OBJECTIVE: Using the entries below, output exactly the line containing "For each instance of the handbag, the" and all lines that follow it to the end.

(Excerpts from point annotation data)
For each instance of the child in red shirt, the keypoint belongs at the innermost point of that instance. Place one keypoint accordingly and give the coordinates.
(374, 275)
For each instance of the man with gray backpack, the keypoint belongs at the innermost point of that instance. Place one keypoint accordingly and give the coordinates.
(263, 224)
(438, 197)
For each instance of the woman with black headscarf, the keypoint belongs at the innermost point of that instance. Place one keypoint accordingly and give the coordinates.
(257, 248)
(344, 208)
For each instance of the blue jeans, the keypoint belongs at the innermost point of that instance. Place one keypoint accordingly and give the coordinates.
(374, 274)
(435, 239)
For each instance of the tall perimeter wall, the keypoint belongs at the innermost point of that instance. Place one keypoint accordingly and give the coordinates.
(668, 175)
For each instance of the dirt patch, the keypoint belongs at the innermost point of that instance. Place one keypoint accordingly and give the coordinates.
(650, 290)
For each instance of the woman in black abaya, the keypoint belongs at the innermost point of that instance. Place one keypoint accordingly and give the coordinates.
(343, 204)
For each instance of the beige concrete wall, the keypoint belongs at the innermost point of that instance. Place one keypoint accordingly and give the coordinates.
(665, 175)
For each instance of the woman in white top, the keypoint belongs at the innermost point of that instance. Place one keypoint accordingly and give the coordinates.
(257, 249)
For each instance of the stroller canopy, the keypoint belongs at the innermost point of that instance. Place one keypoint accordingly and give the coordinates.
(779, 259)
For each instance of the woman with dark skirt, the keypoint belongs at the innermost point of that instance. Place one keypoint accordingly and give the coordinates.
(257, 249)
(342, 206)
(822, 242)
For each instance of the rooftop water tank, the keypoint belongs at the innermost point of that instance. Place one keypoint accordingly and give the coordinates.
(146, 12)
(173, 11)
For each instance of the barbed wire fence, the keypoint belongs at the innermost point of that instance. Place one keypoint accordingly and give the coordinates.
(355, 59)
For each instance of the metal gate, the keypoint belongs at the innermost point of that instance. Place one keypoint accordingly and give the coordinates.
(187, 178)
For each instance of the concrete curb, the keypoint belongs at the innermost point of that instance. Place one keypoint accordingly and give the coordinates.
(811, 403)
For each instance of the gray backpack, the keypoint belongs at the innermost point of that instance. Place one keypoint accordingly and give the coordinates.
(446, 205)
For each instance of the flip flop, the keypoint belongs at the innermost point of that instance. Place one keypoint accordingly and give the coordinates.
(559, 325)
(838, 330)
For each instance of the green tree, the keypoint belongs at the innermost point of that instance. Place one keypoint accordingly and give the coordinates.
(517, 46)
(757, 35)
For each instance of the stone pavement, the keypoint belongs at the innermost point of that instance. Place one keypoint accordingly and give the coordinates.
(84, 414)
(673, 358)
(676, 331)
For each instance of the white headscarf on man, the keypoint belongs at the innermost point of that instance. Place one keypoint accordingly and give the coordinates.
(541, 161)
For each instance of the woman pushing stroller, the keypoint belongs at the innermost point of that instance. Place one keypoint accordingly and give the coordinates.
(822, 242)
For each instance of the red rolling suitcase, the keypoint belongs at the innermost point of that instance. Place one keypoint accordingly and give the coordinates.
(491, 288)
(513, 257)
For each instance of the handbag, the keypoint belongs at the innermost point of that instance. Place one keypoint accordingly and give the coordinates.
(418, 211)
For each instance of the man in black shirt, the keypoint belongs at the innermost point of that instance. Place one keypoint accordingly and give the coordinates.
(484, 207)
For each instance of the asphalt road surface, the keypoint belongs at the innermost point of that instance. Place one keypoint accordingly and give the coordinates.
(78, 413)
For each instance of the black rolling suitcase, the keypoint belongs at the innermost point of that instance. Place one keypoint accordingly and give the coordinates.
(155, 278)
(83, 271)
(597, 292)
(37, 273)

FULL SOLUTION:
For each instance of the handbag, the keypoint belongs at the innermost point of that instance. Place one keypoint accordingly and give the coordinates.
(418, 211)
For each instance of the man in black shirt, the keypoint belongs at the innermost point of that instance. Place one keypoint accordingly and give the coordinates.
(484, 207)
For each instance of the asphalt road surface, the keypoint belongs at the innermost point of that instance. Place one keypoint accordingly and give the coordinates.
(78, 413)
For each instance of the black rolling suitcase, the keypoint belongs at the innermost point of that instance. Place one keypoint accordingly and give the coordinates.
(155, 278)
(83, 271)
(597, 292)
(37, 273)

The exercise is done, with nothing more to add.